Vol. 15 No. 1 (2024): Arsip, Wacana Visual & Film Eksperimental

					View Vol. 15 No. 1 (2024): Arsip, Wacana Visual & Film Eksperimental

Hari Film Nasional merupakan hari yang begitu istimewa bagi insan perfilman Indonesia. Dalam merayakan suasana tersebut, IMAJI edisi kali ini menawarkan beragam wacana menarik terkait isu perfilman secara khusus dan audio-visual secara umum, yaitu melalui tajuk yang berjudul Arsip, Wacana Visual, dan Film Eksperimental. Arsip, wacana visual, dan film eksperimental merupakan satu kesatuan yang saling terkait dan saling memperkaya. Arsip menyediakan sumber daya untuk penelitian dan wacana visual, wacana visual membantu menginterpretasi dan memahami arsip, dan film eksperimental merupakan bentuk ekspresi visual yang dapat dianalisis dan dikaji dalam wacana visual.

^^^^

§ **KUMPULAN TUGAS**:
(a) Tentukan apakah setiap pernyataan berikut sesuai dengan teks tentang edisi IMAJI. Jawab dengan ya atau tidak, lalu kutip kata-kata teks yang menjadi penentunya.
(i) IMAJI edisi ini mengangkat tajuk Arsip, Wacana Visual, dan Film Eksperimental.
(ii) Arsip membantu menginterpretasi wacana visual.
(iii) Film eksperimental disebut sebagai bentuk ekspresi visual.
(b) Tolong teruskan teks tentang edisi IMAJI mulai setelah kalimat terakhirnya.
Catatan yang ada di sini merupakan bahan terpisah dari teks tentang edisi IMAJI.

^^^^

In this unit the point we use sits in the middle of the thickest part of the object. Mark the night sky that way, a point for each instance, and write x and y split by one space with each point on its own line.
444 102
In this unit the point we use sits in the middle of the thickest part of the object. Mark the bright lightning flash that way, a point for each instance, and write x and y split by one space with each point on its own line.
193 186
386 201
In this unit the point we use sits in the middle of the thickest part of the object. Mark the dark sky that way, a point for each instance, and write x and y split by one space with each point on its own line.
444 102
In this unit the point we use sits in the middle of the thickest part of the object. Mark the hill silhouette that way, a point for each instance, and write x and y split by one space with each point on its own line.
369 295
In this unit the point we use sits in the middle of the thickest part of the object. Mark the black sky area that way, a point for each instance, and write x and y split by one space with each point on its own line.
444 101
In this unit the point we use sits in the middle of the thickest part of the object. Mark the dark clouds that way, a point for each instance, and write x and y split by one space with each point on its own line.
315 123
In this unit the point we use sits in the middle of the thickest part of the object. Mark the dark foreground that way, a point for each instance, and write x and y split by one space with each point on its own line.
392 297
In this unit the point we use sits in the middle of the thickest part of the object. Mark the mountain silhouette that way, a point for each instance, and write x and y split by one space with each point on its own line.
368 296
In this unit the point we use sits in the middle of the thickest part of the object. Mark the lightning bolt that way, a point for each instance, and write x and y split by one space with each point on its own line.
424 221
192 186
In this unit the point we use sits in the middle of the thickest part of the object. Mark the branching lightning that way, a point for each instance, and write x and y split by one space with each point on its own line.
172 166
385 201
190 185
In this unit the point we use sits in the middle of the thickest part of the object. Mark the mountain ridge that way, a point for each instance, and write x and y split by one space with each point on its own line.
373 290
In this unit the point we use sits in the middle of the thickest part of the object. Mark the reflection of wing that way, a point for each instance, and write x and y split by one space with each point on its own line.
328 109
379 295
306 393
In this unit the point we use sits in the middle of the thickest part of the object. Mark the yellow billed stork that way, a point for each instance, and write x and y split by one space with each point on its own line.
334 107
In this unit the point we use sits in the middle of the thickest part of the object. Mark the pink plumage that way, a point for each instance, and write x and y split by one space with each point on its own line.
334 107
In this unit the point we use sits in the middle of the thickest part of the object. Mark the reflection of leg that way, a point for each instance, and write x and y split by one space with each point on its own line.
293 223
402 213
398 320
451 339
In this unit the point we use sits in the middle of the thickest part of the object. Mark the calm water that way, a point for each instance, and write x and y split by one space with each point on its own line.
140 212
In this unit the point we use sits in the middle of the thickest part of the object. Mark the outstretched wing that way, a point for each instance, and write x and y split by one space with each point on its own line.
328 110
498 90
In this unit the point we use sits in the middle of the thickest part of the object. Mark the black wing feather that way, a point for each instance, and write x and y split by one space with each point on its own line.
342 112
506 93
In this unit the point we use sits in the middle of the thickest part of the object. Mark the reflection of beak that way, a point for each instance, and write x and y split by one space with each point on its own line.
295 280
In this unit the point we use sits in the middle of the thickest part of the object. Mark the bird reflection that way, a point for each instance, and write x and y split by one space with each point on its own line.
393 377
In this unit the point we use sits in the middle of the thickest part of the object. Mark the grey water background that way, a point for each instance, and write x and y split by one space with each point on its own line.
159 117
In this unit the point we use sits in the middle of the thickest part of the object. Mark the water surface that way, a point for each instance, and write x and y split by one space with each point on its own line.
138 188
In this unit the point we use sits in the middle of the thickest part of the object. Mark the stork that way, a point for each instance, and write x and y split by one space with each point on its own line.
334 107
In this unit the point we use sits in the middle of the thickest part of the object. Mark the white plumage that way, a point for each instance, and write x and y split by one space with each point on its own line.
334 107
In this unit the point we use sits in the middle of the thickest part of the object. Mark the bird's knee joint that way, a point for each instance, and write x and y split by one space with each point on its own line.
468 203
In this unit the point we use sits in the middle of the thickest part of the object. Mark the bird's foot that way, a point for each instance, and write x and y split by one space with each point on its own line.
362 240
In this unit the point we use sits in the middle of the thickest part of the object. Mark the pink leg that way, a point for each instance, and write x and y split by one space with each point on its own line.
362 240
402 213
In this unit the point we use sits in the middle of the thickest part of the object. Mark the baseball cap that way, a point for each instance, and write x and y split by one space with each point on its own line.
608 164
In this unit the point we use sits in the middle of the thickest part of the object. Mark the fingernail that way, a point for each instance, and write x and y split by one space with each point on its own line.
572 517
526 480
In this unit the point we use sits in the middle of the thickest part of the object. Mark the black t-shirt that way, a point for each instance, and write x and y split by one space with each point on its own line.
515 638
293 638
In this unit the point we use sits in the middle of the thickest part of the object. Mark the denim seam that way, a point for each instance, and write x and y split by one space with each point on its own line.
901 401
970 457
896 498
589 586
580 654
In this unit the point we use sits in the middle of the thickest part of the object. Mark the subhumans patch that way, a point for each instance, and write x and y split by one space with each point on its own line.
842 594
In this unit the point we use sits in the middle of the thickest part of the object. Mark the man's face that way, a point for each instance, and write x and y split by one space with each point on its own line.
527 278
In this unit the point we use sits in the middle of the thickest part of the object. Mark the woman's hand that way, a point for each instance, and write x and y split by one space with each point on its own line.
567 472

^^^^

§ **JAWABAN**:
(a)
(i) Ya: "melalui tajuk yang berjudul Arsip, Wacana Visual, dan Film Eksperimental"
(ii) Tidak: "wacana visual membantu menginterpretasi dan memahami arsip"
(iii) Ya: "film eksperimental merupakan bentuk ekspresi visual yang dapat dianalisis dan dikaji dalam wacana visual"

(b)
Dalam IMAJI edisi kali ini, Muhammad Rivai Riza mengeksplorasi konsep organisme sosial milik Auguste Comte dan relasinya terhadap pengarsipan film-film Teguh Karya. Ia berusaha meninjau fungsi sosial dari praktek budaya perfilman Indonesia melalui institusi seperti Sinematek Indonesia pada kegiatan pengarsipan salah satu film karya sutradara bernama Teguh Karya (1937 - 2001) berjudul Wajah Seorang Laki-Laki (1971). Di sisi lain, Martinus Eko Prasetyo bersama Theofilus Liu berusaha menganalisis aspek film secara estetika dari sisi karakterisasi, spectacle, elemen audio, komposisi dan angle kamera. Aspek tersebut adalah upaya para pembuat film dalam membangun emosi audiens yang begitu mendalam dan ini menjadi alasan bagaimana film Miracle In Cell No. 7 sukses menghadirkan hiburan yang terus dibicarakan oleh audiens hingga hari ini.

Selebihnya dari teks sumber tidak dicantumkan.